Start of Dataset entries

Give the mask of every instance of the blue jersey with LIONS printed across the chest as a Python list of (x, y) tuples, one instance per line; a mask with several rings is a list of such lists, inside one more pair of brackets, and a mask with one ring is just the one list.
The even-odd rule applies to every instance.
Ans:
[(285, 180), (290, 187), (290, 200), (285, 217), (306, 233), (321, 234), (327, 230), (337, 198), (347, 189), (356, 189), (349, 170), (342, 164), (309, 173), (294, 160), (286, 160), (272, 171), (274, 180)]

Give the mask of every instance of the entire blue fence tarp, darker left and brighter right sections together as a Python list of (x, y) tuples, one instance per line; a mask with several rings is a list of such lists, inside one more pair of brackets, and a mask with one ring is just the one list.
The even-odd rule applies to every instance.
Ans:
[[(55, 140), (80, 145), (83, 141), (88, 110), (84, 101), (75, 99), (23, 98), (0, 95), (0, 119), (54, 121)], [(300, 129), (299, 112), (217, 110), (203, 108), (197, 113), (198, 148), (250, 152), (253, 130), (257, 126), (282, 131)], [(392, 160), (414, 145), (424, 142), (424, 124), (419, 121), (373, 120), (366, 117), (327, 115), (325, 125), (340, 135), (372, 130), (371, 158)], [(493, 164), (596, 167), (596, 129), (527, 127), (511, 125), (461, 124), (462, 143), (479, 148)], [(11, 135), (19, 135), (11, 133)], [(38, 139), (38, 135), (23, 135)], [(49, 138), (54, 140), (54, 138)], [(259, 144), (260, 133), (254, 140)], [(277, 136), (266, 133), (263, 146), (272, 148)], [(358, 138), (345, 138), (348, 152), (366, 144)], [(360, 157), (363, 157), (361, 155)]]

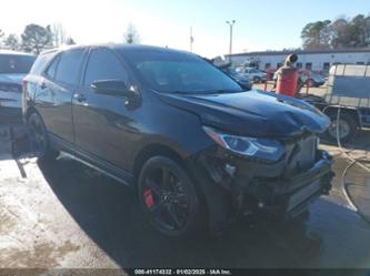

End of Dataset entries

What is required:
Drop the pictures and give every line above again exactly.

The completed task:
Give the mask of every instance of the blue jersey with LIONS printed across the chest as a Python list of (x, y) tuples, one instance per line; a mask with several rings is a list of such lists, inside one more pair of brackets, and a mask with one ring is just the one list.
The even-odd rule applies to every instance.
Ans:
[(285, 180), (290, 187), (290, 200), (285, 217), (306, 233), (321, 234), (327, 230), (337, 198), (347, 189), (356, 189), (349, 170), (342, 164), (309, 173), (294, 160), (286, 160), (272, 171), (274, 180)]

Give the mask of every instance of the entire blue fence tarp, darker left and brighter right sections together as a Python list of (x, y) tuples, one instance per line; a mask with several rings is a list of such lists, inside one more pair of brackets, and a mask with one ring is just the one list.
The even-odd rule applies to every instance.
Ans:
[[(55, 140), (80, 145), (83, 141), (88, 110), (84, 101), (75, 99), (23, 98), (0, 95), (0, 119), (54, 121)], [(300, 129), (299, 112), (217, 110), (203, 108), (197, 113), (198, 148), (250, 152), (253, 130), (257, 126), (282, 131)], [(392, 160), (414, 145), (424, 142), (424, 124), (419, 121), (373, 120), (366, 117), (327, 115), (325, 125), (340, 135), (372, 130), (371, 158)], [(493, 164), (596, 167), (596, 129), (527, 127), (511, 125), (461, 124), (462, 143), (479, 148)], [(11, 135), (19, 135), (11, 133)], [(38, 139), (38, 135), (23, 135)], [(49, 138), (54, 140), (54, 138)], [(259, 144), (260, 133), (254, 140)], [(277, 136), (266, 133), (263, 146), (272, 148)], [(358, 138), (345, 138), (348, 152), (366, 144)], [(360, 157), (363, 157), (361, 155)]]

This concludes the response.